WHAT TO PRODUCE
Reproduce the full listing below verbatim, line for line. Leave the pictures out of your copy.

------------------------------

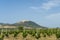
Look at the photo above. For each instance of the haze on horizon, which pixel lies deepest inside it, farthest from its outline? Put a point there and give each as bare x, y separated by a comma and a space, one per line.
43, 12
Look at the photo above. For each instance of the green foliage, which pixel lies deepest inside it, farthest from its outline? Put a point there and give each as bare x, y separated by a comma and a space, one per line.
24, 34
37, 35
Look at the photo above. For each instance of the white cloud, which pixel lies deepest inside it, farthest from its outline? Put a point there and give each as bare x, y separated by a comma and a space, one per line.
55, 16
48, 5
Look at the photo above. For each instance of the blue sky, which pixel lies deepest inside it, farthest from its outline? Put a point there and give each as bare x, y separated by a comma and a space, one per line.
43, 12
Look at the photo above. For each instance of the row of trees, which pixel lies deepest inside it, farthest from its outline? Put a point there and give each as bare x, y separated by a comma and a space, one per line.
34, 32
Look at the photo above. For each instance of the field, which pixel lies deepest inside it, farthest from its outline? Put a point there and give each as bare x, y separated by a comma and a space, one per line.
30, 34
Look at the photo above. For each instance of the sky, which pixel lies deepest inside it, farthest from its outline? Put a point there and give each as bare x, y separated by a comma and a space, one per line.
43, 12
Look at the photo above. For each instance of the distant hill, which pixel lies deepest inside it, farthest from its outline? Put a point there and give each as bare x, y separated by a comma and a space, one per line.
24, 23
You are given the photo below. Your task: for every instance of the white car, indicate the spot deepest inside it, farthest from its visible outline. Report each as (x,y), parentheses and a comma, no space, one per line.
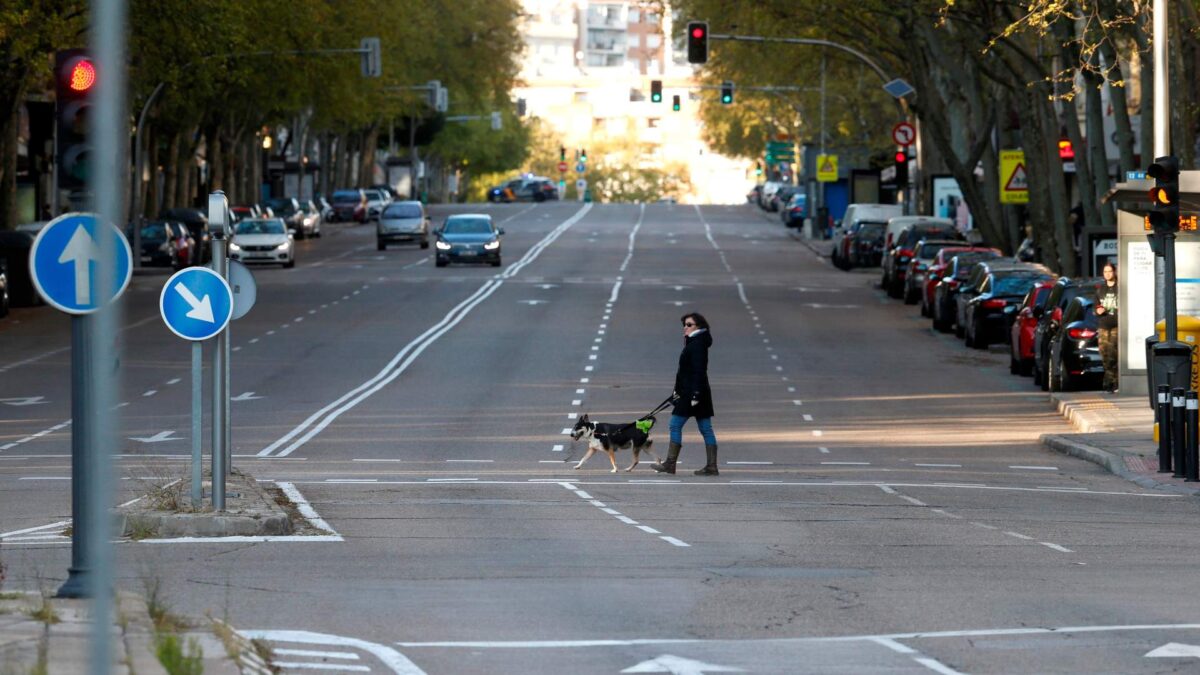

------------------------------

SOLUTION TO THIS PROBLEM
Look at the photo above. For each instance of the haze on horizon, which pixel lies deepest inside it, farthest from its outline? Put a point there and give each as bare x, y separated by a comma and a space, one per line.
43, 12
Look at the photo above. For each instance of the green foliage, which pixel lies deepest inside it, farthest from its outline? Put a point there and give each as bare x, y separated by a comma and a space, one per line.
24, 34
37, 35
Look at the photo above. For each instance of the white cloud, which pixel lies deepest inside it, farthest from its outline? Put a point there and give each as bare x, y separated by a comma and a space, one per line.
55, 16
48, 5
Look at the photo above. For each instance of the blue sky, which pixel lies deepest inside it, farthest from its outline? Put a point there and give each as bare x, y separated by a comma and a space, one per line.
43, 12
Look at the photo above. For each instance of the row of trees, which pixel lies deepest inside it, farthest from its outline? Put a point there and give each as bare x, y separated by a comma and a space, one per line.
34, 32
Look at the photo above. For each instance of the field, which pixel lies deepest inside it, farthest from its outline? Put a point there and give each as bare x, y separated by a comma and a space, one per line.
30, 34
Look at the photo above. For each instance of the sky, which pixel lies deepest inside it, farthest from its outline? Put a point there and give each as bare x, y separated by a comma and a space, one per line.
43, 12
Look at the photo above. For each instance of the distant hill, which pixel lies deepest inside it, farthest from its outline? Put a point there and give each as bare x, y separated by a comma and a space, one per line.
24, 23
You are given the photo below. Your task: for every instance of the white car, indicate the spot deepest inside it, farthest from its visible outline. Report each as (x,y), parentheses and a comma, no space, one per line.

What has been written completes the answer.